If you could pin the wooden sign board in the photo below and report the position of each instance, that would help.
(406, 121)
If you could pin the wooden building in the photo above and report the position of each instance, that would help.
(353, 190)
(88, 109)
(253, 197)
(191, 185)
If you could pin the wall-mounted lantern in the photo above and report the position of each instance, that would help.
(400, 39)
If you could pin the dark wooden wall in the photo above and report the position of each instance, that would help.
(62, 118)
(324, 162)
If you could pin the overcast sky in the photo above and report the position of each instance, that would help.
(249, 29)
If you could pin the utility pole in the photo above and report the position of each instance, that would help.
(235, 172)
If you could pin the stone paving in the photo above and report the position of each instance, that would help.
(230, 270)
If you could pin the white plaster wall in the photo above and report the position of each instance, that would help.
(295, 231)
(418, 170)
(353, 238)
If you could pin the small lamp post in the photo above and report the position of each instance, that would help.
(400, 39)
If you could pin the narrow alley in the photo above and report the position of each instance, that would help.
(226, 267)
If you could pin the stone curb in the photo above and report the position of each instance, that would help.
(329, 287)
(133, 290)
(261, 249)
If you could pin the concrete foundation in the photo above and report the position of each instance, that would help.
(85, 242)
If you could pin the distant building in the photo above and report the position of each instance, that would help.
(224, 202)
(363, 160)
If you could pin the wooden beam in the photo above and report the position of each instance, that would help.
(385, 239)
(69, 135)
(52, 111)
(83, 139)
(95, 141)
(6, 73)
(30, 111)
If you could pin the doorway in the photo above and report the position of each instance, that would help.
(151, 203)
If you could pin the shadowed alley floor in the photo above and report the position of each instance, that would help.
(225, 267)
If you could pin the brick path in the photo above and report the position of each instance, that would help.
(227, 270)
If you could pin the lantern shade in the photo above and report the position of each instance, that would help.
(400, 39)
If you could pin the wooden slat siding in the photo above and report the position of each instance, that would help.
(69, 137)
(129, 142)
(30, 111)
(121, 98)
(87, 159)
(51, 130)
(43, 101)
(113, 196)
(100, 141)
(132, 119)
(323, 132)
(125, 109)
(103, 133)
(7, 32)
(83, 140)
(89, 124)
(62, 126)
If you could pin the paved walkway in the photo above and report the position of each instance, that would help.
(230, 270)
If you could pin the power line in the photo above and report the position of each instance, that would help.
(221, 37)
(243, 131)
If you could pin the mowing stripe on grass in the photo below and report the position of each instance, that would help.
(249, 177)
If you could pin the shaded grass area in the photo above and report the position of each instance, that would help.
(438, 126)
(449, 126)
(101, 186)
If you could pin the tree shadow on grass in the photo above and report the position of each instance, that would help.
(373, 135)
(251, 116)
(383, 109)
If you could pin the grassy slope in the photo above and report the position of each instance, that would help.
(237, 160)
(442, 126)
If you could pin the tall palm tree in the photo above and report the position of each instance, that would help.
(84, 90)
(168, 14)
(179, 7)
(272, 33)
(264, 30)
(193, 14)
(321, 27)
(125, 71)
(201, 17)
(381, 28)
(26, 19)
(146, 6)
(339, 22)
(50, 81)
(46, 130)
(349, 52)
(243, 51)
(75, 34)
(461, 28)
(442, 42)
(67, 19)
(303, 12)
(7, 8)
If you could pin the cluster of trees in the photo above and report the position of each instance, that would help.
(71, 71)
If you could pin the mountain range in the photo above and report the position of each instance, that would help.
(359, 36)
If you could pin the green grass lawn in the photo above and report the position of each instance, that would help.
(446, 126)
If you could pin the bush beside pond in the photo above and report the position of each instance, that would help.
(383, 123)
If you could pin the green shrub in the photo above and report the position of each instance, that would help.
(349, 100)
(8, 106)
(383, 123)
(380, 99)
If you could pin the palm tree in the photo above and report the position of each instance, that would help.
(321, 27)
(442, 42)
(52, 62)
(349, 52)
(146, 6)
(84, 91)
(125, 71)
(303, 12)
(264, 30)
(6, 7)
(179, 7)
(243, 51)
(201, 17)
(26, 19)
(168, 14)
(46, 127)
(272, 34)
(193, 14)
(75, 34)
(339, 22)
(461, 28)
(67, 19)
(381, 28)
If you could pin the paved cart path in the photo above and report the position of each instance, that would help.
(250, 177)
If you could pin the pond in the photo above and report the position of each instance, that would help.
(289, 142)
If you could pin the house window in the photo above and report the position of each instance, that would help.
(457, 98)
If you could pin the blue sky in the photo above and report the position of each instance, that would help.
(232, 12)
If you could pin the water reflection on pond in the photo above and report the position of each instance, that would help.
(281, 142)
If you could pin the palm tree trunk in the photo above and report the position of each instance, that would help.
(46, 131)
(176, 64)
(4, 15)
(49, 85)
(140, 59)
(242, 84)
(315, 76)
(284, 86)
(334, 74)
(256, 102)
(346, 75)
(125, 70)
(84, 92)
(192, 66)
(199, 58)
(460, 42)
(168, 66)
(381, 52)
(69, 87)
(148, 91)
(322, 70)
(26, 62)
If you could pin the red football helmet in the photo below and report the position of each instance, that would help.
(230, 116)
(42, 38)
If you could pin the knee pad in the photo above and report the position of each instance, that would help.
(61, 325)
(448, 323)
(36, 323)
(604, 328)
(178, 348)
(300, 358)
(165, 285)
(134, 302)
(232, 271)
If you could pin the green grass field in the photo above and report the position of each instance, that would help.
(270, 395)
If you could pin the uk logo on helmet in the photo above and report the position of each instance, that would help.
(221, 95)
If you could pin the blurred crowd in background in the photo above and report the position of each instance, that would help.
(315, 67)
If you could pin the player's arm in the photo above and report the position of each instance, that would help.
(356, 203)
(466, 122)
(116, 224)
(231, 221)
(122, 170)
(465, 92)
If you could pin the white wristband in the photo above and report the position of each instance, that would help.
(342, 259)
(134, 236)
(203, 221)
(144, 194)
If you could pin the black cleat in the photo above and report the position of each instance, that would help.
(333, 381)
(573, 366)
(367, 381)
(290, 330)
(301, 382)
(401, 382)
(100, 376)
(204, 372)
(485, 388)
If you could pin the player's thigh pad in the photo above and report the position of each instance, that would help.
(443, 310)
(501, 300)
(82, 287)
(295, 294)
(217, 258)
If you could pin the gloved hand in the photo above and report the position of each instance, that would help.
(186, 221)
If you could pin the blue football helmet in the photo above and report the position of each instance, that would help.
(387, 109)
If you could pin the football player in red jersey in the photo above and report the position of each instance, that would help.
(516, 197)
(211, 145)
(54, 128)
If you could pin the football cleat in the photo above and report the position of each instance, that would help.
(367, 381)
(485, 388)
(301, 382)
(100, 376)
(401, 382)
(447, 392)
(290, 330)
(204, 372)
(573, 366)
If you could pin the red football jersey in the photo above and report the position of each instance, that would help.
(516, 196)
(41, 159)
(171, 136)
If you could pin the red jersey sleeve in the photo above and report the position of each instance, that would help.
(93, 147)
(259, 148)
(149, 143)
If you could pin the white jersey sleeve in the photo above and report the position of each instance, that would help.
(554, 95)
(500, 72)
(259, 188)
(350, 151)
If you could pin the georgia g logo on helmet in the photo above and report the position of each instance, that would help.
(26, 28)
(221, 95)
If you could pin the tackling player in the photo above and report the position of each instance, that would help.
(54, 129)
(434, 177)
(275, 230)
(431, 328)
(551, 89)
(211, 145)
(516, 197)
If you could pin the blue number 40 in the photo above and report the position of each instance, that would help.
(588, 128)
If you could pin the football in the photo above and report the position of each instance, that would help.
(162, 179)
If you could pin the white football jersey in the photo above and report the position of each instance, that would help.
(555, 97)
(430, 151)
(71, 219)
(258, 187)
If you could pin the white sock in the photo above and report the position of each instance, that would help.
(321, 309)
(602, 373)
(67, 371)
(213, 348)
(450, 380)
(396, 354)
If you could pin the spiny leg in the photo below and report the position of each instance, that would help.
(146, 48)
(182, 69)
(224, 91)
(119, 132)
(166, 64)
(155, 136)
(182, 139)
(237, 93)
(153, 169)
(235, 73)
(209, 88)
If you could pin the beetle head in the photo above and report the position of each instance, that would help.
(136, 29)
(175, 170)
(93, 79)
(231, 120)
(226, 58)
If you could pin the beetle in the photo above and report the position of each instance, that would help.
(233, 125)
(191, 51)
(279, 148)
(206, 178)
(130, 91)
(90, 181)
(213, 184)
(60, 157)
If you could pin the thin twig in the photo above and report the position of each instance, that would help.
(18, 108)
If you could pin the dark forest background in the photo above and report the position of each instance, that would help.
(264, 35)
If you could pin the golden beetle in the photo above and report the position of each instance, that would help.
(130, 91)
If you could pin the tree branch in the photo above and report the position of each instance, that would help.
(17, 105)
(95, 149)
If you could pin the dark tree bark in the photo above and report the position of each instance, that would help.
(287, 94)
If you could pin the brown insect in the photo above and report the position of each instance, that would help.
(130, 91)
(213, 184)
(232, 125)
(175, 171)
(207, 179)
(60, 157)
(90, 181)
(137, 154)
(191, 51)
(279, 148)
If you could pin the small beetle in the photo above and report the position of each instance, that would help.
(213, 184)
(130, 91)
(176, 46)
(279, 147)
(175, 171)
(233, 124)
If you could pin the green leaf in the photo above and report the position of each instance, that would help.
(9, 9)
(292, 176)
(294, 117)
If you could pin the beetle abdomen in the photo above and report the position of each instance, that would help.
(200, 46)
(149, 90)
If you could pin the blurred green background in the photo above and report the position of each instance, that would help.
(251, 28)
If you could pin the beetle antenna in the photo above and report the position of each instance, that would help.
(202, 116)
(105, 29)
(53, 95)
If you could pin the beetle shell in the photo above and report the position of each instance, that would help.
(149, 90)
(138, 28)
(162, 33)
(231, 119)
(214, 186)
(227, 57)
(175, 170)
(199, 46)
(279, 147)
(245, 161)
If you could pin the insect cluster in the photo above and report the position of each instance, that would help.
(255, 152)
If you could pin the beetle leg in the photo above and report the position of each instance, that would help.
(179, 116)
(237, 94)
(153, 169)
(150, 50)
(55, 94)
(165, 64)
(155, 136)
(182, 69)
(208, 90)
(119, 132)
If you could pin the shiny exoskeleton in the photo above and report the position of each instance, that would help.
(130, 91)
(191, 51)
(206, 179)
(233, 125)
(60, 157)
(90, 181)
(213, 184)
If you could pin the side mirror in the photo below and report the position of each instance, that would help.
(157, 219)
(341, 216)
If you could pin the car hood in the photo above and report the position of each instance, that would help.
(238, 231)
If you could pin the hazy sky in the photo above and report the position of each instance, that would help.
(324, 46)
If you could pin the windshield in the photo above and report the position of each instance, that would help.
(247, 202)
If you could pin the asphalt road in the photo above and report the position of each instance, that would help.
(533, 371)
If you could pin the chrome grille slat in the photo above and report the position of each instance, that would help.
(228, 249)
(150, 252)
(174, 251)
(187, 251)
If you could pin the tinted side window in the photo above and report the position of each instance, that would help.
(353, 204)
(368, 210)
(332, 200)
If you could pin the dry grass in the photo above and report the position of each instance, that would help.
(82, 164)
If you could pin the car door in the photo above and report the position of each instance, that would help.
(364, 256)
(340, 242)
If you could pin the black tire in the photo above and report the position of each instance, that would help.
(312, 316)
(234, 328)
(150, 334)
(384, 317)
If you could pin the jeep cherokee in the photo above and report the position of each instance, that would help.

---*---

**WHAT THE EXERCISE ASKS**
Reproduce the final stretch of the data above: every line from the one holding "If you could pin the tinted" through the end, inclusive, exactly as written and nothing else.

**OUTPUT FOR THIS EXERCISE**
If you could pin the tinted side window in the photo above and report the position of each instance, that would help.
(353, 204)
(368, 210)
(332, 200)
If you could pin the dry grass in the photo above and report the position of each instance, that would help.
(82, 164)
If you could pin the car door in the photo above and report the position of each instance, that would help.
(364, 256)
(340, 242)
If you could pin the black tire in the photo above and report the position of each instance, that would help.
(312, 316)
(234, 328)
(150, 334)
(384, 317)
If you could pin the jeep cherokee in the photo above and report the position of each instance, that would help.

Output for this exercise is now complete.